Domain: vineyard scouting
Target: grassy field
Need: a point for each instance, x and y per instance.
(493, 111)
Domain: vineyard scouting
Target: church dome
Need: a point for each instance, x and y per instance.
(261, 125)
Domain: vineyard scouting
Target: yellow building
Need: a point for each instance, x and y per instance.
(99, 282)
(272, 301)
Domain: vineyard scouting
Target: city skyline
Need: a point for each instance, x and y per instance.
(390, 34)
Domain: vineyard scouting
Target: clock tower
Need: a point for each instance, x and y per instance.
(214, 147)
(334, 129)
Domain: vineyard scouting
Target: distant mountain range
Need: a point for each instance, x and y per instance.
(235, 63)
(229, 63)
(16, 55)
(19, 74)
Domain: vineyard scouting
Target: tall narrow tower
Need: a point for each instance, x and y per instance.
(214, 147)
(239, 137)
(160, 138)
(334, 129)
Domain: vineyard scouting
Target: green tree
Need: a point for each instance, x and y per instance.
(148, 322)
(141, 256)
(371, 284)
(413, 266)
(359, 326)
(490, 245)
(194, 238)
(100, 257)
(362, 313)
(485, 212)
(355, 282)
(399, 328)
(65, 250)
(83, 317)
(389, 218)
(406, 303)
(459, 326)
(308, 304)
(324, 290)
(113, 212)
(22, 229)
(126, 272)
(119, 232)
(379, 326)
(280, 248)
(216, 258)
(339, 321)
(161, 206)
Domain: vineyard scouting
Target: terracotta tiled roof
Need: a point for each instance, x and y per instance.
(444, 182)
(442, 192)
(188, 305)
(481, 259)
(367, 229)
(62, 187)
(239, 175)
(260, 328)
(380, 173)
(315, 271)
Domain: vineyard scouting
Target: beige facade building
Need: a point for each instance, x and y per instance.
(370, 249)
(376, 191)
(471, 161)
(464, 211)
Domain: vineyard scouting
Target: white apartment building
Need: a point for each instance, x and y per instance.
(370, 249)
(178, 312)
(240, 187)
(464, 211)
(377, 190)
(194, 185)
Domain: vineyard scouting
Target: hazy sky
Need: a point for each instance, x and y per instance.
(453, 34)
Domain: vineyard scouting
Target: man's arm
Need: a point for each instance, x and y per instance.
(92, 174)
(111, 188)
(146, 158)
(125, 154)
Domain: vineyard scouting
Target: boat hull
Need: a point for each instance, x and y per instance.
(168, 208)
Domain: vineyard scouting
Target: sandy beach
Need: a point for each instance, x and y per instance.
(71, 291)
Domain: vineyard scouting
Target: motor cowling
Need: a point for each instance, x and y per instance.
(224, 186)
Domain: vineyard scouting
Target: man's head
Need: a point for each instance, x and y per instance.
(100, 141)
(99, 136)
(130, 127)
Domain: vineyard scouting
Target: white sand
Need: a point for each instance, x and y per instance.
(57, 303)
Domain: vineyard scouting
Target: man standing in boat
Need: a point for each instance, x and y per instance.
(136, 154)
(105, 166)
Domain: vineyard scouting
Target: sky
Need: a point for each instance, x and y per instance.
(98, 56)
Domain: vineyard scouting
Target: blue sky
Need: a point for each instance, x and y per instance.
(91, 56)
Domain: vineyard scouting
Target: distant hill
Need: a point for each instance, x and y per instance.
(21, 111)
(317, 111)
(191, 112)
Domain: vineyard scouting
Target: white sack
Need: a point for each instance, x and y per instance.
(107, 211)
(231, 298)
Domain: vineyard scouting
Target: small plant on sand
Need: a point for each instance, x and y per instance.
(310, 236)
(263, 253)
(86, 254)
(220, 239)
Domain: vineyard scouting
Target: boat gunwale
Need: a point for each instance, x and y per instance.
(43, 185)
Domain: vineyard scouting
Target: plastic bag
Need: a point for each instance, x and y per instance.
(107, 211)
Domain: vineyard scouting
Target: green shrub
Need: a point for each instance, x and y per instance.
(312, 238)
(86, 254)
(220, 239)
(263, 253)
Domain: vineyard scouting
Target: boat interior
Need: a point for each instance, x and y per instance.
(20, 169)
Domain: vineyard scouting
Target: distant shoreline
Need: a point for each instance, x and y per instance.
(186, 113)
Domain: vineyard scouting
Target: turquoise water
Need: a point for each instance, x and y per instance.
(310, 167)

----------------

§ INSTRUCTIONS TO FOLLOW
Give the complete listing a second time, exactly as it reads.

§ EXPECTED ANSWER
Domain: vineyard scouting
Target: grassy field
Need: a point for each instance, x and y per instance.
(493, 111)
Domain: vineyard scouting
Target: church dome
Need: a point for each instance, x and y per instance.
(261, 125)
Domain: vineyard scouting
Target: yellow building
Need: a point for each instance, x and y per instance.
(99, 282)
(272, 301)
Domain: vineyard scouting
Target: city skyline
Need: a point for each instance, x and y per instance.
(390, 34)
Domain: vineyard scouting
Target: clock tower
Need: a point for each instance, x and y per instance.
(214, 147)
(334, 129)
Domain: vineyard scouting
Target: distant mountain range
Need: a point for each instance, x and y per instance.
(235, 63)
(229, 63)
(16, 55)
(19, 74)
Domain: vineyard scouting
Target: tall narrow tower
Need: a point for each instance, x and y per instance.
(214, 147)
(239, 137)
(160, 138)
(334, 129)
Domain: vineyard scouting
Target: green tree
Need: a point for each instance, x and y per instance.
(148, 322)
(141, 256)
(371, 284)
(413, 266)
(359, 326)
(490, 245)
(194, 238)
(100, 257)
(362, 313)
(485, 212)
(355, 282)
(399, 328)
(65, 250)
(83, 317)
(389, 218)
(406, 303)
(459, 326)
(308, 304)
(324, 290)
(113, 212)
(22, 229)
(126, 272)
(119, 232)
(379, 326)
(280, 248)
(216, 258)
(339, 321)
(161, 206)
Domain: vineyard scouting
Target: terracotta tiled roof
Need: a point for each instance, x and y per instance.
(444, 182)
(442, 192)
(188, 305)
(481, 259)
(367, 229)
(62, 187)
(239, 175)
(260, 328)
(380, 173)
(315, 271)
Domain: vineyard scouting
Target: beige facade building
Need: a point for each instance, x and y per instance.
(370, 249)
(376, 191)
(471, 161)
(464, 211)
Domain: vineyard scouting
Target: white apartment building
Need: a point for each instance, x and y per instance.
(370, 249)
(178, 312)
(240, 187)
(464, 211)
(377, 190)
(194, 185)
Domain: vineyard scouting
Target: hazy sky
Need: a point for each instance, x and y per instance.
(453, 34)
Domain: vineyard scouting
Target: man's arm
Need: a point for each instance, x and y per instance.
(92, 174)
(111, 188)
(146, 158)
(125, 154)
Domain: vineyard scouting
Target: boat hull
Need: a point for each instance, x and y per instance.
(168, 208)
Domain: vineyard scouting
Target: sandy beach
Need: a point for each instance, x and y per instance.
(71, 291)
Domain: vineyard scouting
Target: motor cowling
Need: a point for each instance, x and y per instance.
(224, 186)
Domain: vineyard scouting
Target: man's head
Need: a point for each instance, x and y per instance.
(100, 141)
(99, 136)
(130, 127)
Domain: vineyard scouting
Target: white sand
Need: a point for each instance, x and y per instance.
(57, 303)
Domain: vineyard scouting
Target: man standing in boat
Need: a point for each instance, x and y per instance.
(136, 154)
(105, 166)
Domain: vineyard scouting
Target: sky
Need: a point for each instance, x and y per instance.
(98, 56)
Domain: vineyard scouting
Target: blue sky
Need: a point for each instance, x and y per instance.
(91, 56)
Domain: vineyard scouting
Target: distant hill
Need: a point for each instance, x and y per instance.
(21, 111)
(317, 111)
(191, 112)
Domain: vineyard scouting
Target: white sack
Need: a point for each instance, x and y per instance.
(107, 211)
(231, 298)
Domain: vineyard scouting
Target: small plant on sand
Need: a point for each instance, x and y per instance.
(310, 236)
(263, 253)
(86, 254)
(220, 239)
Domain: vineyard scouting
Target: boat gunwale
Need: a point for each instance, x and y per instance.
(43, 185)
Domain: vineyard scouting
Target: plastic bag
Need: a point for each instance, x and y per instance.
(107, 211)
Domain: vineyard scouting
Target: green shrub
Need: a point for each instance, x and y per instance.
(312, 238)
(86, 254)
(220, 239)
(263, 253)
Domain: vineyard scouting
Target: boat interior
Need: a point for each instance, x and y per instance.
(20, 169)
Domain: vineyard scouting
Target: distant shoreline
Need: a point for each instance, x and y per instance.
(186, 113)
Domain: vineyard scouting
Target: turquoise water
Need: a point for each instance, x and y per instance.
(310, 167)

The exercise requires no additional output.